§ **Exercise**: The answer should be a single number: how many lines in the material contain "deepest".
[[ Input data open ]]
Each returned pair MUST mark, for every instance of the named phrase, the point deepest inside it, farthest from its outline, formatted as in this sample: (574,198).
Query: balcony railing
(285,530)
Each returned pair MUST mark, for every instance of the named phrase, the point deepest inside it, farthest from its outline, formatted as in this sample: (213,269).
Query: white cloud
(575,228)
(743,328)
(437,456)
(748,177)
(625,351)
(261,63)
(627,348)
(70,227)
[[ Input data closed ]]
[[ Input data open ]]
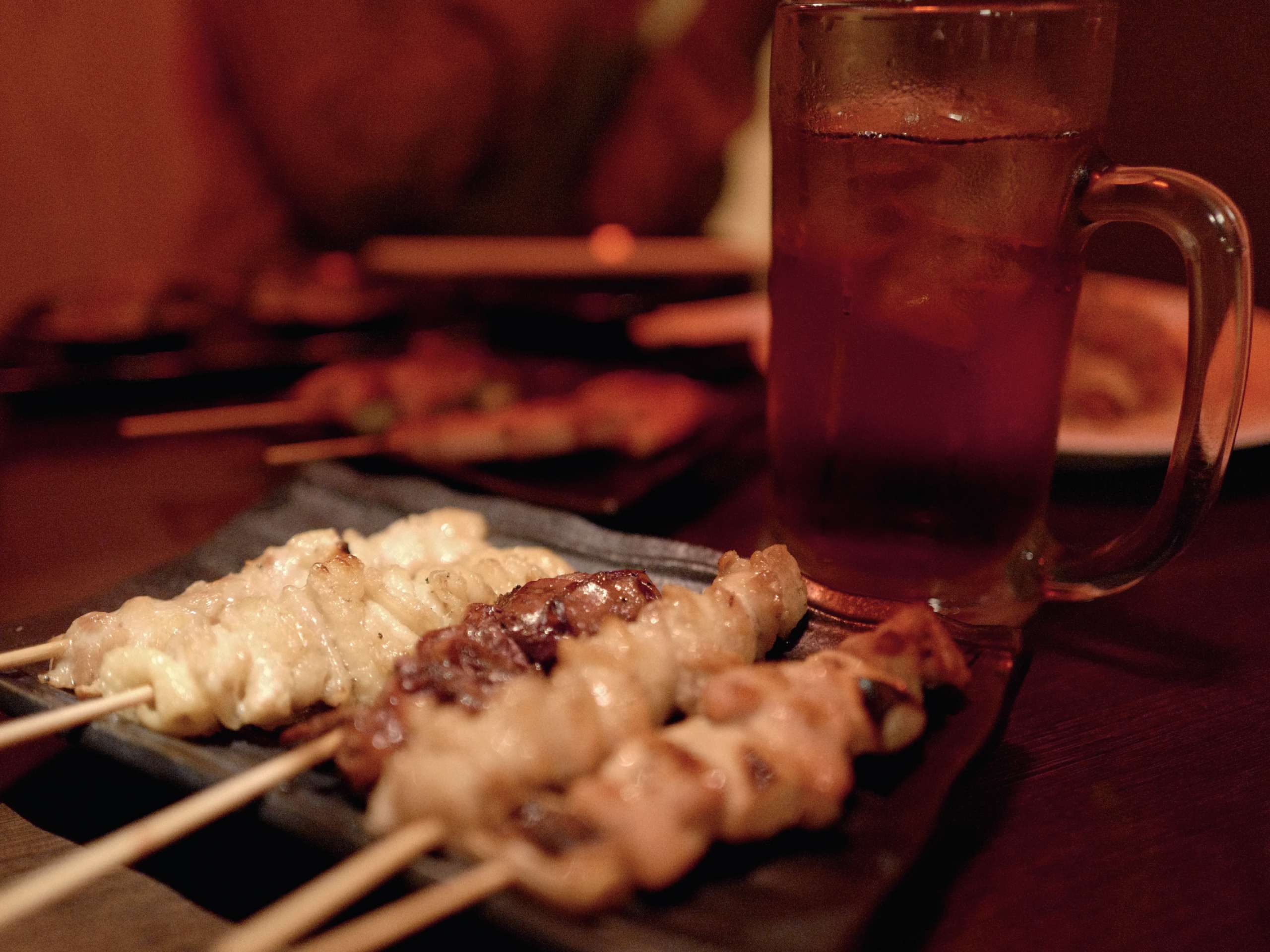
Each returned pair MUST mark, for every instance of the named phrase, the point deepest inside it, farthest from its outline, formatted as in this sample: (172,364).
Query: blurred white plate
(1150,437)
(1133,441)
[[ Input data closed ]]
§ **Result**: 3